__Aim__: Using the entries below, output exactly the line containing "Indicate the excavator arm" and all lines that follow it to the end.

---------------

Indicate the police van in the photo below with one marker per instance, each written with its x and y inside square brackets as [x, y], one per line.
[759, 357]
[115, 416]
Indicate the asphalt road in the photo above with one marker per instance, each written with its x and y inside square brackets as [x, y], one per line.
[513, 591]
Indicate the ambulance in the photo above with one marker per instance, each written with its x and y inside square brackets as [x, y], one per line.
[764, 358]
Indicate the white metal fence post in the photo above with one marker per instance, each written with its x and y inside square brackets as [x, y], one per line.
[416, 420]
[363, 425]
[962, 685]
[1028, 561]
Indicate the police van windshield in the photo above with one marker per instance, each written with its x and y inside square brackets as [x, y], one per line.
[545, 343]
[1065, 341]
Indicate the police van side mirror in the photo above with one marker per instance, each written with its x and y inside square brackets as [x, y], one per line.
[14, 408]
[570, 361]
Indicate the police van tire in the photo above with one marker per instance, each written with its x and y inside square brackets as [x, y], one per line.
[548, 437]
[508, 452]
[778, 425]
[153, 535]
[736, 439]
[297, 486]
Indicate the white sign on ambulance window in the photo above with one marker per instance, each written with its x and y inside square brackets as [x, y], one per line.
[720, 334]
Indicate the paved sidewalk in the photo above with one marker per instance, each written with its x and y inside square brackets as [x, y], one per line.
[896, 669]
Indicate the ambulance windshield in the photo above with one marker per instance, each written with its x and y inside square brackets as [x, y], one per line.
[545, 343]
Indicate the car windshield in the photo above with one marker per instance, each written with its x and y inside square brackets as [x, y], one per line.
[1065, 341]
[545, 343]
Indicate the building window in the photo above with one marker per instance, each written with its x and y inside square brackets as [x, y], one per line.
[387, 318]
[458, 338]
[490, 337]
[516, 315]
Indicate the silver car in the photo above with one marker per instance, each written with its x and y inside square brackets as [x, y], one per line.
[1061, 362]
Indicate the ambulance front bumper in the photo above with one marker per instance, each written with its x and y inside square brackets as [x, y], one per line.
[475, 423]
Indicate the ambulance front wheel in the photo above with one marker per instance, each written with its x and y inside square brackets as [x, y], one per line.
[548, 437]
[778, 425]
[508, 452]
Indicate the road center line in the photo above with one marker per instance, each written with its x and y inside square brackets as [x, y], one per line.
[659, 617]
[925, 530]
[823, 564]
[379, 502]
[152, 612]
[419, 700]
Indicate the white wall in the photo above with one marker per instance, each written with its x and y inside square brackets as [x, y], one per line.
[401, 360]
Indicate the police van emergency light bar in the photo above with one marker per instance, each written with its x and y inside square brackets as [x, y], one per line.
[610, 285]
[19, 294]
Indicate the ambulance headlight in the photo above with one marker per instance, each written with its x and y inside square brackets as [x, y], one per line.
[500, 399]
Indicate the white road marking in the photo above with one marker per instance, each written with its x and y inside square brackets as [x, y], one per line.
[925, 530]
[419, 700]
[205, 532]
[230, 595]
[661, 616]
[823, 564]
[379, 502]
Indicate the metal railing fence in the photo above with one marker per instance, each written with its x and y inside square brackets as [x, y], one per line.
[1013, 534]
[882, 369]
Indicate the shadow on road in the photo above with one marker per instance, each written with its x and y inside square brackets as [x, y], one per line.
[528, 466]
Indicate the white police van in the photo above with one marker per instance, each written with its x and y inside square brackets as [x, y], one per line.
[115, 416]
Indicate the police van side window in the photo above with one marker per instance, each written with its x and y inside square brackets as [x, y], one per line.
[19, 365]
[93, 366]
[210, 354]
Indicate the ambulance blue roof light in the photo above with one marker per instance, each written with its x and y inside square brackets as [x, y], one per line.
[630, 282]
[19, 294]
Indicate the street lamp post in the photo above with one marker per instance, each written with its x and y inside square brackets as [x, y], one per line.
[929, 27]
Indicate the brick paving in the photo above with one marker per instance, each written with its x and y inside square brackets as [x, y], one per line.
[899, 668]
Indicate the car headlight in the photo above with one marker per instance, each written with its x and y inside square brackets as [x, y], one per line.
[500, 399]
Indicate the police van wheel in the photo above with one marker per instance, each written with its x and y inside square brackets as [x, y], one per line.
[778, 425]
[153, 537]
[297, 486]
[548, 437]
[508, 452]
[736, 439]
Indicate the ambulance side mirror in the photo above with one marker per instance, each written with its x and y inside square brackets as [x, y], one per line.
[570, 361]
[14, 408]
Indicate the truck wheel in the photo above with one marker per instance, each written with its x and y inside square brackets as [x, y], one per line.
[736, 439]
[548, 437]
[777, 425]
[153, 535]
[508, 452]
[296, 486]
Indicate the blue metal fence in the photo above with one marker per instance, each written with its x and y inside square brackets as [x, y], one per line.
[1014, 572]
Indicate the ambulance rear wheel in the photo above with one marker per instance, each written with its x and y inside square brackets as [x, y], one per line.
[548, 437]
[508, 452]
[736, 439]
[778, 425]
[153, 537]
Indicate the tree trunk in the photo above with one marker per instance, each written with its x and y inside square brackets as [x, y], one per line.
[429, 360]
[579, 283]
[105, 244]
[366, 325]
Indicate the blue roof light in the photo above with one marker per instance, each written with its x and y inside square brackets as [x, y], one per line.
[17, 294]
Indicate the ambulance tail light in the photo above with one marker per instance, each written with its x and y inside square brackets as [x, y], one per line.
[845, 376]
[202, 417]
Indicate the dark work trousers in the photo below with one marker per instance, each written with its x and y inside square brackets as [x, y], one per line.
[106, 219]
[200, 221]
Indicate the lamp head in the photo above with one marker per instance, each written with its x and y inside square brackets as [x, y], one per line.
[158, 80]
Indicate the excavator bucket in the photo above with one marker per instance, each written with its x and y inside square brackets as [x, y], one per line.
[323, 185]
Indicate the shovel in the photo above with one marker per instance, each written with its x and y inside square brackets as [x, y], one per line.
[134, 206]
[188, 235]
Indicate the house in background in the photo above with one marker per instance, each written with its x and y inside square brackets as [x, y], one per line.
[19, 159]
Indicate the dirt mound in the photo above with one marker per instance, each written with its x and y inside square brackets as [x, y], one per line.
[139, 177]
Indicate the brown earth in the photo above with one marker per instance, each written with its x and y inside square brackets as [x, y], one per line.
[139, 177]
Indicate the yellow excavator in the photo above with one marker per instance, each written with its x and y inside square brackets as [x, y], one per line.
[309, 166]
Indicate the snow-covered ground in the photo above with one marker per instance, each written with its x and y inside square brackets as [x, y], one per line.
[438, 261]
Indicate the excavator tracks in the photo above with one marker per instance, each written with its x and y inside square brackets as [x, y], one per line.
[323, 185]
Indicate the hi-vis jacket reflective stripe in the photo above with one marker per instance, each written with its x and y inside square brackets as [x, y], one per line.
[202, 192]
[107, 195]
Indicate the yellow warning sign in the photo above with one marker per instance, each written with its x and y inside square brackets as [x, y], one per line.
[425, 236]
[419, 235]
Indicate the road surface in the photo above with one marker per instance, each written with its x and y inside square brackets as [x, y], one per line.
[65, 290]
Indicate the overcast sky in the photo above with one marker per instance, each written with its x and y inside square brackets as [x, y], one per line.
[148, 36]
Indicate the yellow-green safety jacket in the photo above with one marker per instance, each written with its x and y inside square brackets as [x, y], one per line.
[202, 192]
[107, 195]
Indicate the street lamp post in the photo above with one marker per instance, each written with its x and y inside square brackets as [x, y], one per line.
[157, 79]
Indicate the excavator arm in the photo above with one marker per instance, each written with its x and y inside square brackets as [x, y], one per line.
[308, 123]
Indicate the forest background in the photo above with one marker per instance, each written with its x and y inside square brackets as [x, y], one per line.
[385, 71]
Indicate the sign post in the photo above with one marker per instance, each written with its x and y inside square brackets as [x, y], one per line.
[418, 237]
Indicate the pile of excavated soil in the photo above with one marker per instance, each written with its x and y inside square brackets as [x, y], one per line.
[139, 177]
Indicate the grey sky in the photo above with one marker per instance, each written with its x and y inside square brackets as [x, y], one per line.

---------------

__Answer__:
Indicate the excavator arm in the photo above with one marker per instance, each written with its x and y inside square brackets as [x, y], one per line.
[308, 123]
Indicate the forest background in the photo above with one marker per instance, each written with its x and y inside square brackets as [x, y], one per line.
[385, 71]
Indicate the sign post in the photo above with one marker per instance, each written with its x and y inside square brackets as [x, y], one per line.
[418, 237]
Indicate the pile of excavated soil in the photo above with one marker per instance, each written with its x and y inside square brackets as [x, y], one per line.
[139, 177]
Indicate the grey sky in the photo above with one marker per instance, each written with its x and y inside square brackets as [x, y], one per line.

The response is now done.